-- DOCUMENT SECTION --

----

The Design Principles have been in Alpha since April 2012. It’s probably about time they went into Beta. But every time we start doing that we ask ourselves ‘Are the principles right?’
We’re genuinely split on that.
Mostly, the design principles work
Between releasing GOV.UK, starting the transformation of 25 of government’s biggest services, and growing from a hundred people in Holborn to more than six hundred people working in eight departments, it’s fair to say we’ve had a busy couple of years.
The design principles have been at the heart of that work. They’ve been presented to ministers and foreign governments, been picked up by other teams and companies and they’re on posters above digital teams up and down the country.
We’ll always start with user needs, we’ll always design with data, we’ll always believe that making things open will help us make those things better.
So there’s a strong argument for keeping them stable. Updating the evidence that underpins each principle is a bit of a no-brainer, we’re doing that and we need to make the page much more accessible than the current design. But the principles themselves pretty much work.
But they aren’t perfect
Thing is, some of them don’t quite hit the spot.
Build for inclusion isn’t as strong a statement as it could be. We’re huge fans of Tim Berner’s Lee’s tweet from the 2012 opening ceremony... This is for everyone is a huge reminder that a service like GOV.UK isn’t for any particular audience or particular ‘type’ of user. It’s for the whole of the UK (and a lot more besides).
Build digital services, not websites sort of works... but it gets wrapped up in questions about making APIs which, yes, is part of the point. But also it’s about knowing GOV.UK and its services are going to be delivered in a lot of different ways, whether that’s device type, people using our APIs or assisted digital support. Build things people can build on has been doing the rounds here in a its place a fair bit.
Understand context has always been problematic. We expect makers of digital services to have empathy for the people using the things they build, but the context of that use is something you should be drawing from data and research. At the moment the principle implies there’s a ‘context phase’ where you work out if it’ll look good on an iPad, which wasn’t what we intended.

----

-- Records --
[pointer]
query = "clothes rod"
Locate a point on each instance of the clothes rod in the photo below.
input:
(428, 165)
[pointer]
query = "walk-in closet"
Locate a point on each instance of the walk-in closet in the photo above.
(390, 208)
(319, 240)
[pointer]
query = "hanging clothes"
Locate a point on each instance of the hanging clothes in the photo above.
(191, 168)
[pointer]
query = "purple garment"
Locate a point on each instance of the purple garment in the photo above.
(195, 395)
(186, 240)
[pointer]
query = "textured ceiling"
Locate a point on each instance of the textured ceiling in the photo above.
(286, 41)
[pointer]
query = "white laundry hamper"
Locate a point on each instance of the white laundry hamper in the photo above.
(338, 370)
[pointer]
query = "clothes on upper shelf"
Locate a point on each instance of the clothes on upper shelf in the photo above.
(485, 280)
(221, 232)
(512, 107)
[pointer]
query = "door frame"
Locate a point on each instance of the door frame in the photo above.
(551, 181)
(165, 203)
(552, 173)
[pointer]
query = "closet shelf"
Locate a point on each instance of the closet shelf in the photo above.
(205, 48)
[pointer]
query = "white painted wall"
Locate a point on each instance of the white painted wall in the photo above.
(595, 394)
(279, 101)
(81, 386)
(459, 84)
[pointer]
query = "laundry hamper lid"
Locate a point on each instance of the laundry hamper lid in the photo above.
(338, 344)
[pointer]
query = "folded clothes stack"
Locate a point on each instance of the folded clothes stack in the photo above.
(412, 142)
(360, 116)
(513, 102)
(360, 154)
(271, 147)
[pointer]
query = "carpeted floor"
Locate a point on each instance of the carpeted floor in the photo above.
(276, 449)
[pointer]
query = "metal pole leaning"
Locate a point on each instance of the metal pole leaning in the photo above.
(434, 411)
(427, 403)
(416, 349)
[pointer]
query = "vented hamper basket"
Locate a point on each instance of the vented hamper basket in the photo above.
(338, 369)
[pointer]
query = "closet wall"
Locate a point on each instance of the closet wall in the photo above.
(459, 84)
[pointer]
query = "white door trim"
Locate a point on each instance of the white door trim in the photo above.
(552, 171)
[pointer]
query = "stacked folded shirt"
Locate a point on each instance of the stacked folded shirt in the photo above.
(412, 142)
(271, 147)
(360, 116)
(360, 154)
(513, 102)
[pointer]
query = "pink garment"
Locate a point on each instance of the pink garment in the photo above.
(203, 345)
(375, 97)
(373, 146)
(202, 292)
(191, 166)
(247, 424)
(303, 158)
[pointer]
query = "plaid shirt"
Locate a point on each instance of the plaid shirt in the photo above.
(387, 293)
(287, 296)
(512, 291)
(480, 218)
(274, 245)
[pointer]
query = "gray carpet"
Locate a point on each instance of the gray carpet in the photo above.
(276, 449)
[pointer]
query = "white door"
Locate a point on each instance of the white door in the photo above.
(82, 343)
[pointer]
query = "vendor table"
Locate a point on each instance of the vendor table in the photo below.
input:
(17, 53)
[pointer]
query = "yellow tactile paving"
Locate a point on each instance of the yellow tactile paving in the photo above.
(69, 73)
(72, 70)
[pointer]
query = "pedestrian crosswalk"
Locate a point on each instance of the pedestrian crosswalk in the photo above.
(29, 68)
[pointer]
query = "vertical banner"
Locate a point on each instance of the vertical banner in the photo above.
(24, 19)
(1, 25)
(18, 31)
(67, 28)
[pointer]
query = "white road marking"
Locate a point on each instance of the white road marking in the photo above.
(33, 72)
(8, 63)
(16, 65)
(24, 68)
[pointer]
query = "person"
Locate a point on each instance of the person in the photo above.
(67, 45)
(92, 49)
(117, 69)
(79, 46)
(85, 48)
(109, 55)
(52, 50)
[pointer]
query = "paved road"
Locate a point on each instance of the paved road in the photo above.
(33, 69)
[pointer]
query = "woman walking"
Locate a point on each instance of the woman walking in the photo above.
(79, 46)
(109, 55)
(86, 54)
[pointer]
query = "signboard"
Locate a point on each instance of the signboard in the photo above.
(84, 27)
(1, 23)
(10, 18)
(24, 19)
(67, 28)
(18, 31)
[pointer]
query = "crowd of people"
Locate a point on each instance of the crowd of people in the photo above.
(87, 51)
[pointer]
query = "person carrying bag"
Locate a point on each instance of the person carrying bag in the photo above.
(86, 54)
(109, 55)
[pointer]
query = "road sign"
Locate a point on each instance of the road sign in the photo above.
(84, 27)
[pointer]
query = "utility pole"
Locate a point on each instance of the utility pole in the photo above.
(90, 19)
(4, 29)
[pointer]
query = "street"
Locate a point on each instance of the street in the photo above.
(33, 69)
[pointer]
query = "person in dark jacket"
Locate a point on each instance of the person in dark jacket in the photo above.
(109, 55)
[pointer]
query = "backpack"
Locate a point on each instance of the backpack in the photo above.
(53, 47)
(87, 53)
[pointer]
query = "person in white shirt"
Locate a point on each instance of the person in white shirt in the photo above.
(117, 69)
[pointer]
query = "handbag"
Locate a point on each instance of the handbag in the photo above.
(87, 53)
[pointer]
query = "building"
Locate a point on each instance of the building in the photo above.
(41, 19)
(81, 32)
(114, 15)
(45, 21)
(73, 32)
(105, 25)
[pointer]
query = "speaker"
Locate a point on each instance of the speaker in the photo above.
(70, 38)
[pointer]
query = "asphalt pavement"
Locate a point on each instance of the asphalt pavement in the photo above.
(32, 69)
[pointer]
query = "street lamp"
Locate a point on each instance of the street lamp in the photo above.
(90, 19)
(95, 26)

----

In the post on the design principles, since when have the principles been in Alpha?

-- IN RESPONSE --
Since April 2012.